Direct-to-consumer model

The direct-to-consumer model allows the customer to purchase a product from the manufacturer without having to use any intermediaries. This model is the shortest distribution channel and cuts out both the wholesaler and the retailer. Direct-to-consumer models benefit manufacturers because they do not have to pay fees or negotiate contracts with intermediary entities.

Manufacturer - Consumer

Because this model is cheaper for the manufacturer, most consumers will expect to pay less than retail value for the product. Small-business owners will often seek out manufacturing vendors and purchase their inventory directly to minimize their business operating costs.

Example A lumber company that produces wood products and then sells them directly to customers. The manufacturer would be independently responsible for creating the product, locating buyers and arranging transportation and delivery.

-- TASK --
Pick up the text on the direct-to-consumer model after its last sentence and keep writing it.

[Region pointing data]
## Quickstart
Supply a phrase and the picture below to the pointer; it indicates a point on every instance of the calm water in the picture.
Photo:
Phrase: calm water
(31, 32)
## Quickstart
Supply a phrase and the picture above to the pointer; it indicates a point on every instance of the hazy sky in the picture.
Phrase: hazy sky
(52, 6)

==

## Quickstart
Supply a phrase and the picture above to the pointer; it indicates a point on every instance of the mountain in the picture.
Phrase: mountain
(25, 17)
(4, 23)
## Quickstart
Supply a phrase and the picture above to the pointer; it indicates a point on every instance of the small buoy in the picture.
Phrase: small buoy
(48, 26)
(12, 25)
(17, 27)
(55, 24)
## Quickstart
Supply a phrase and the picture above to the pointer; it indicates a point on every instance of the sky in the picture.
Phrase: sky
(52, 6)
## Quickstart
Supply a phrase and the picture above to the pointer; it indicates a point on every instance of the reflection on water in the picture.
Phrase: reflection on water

-- ANSWER TO THIS TASK --
Read more: 7 Ways To Market a Small Business

How to choose the right distribution channel for your product

Choosing which distribution channel depends on your business model, products and budget. Here are some steps you can follow to choose a distribution channel that’s right for you:

1. Consider your company's goals

A distribution channel needs to align with a company's purpose and goals. If a company promotes itself as being customer-oriented, it may need to choose a distribution channel that allows customers multiple options for how and where they purchase the product. If a company prioritizes affordability, it may need to choose a simple distribution channel that cuts out expensive intermediaries.

Frequently, companies might set short- or long-term goals that focus on increased growth, profit or marketability. To reach these goals, companies may need to reevaluate and adjust their distribution methods to improve a product's profitability and success. In many cases, companies might need to use different distribution channels for different products to maximize results and meet strategic goals.

Read more: SMART Goals: Definition and Examples

2. Be practical

Not all distribution channels are suitable for all products. Companies will need to consider their options carefully to decide which channel best serves a particular product. For example, a company that produces perishable goods like produce, medicines or raw ingredients may be limited to using distribution channels that deliver products to consumers very quickly.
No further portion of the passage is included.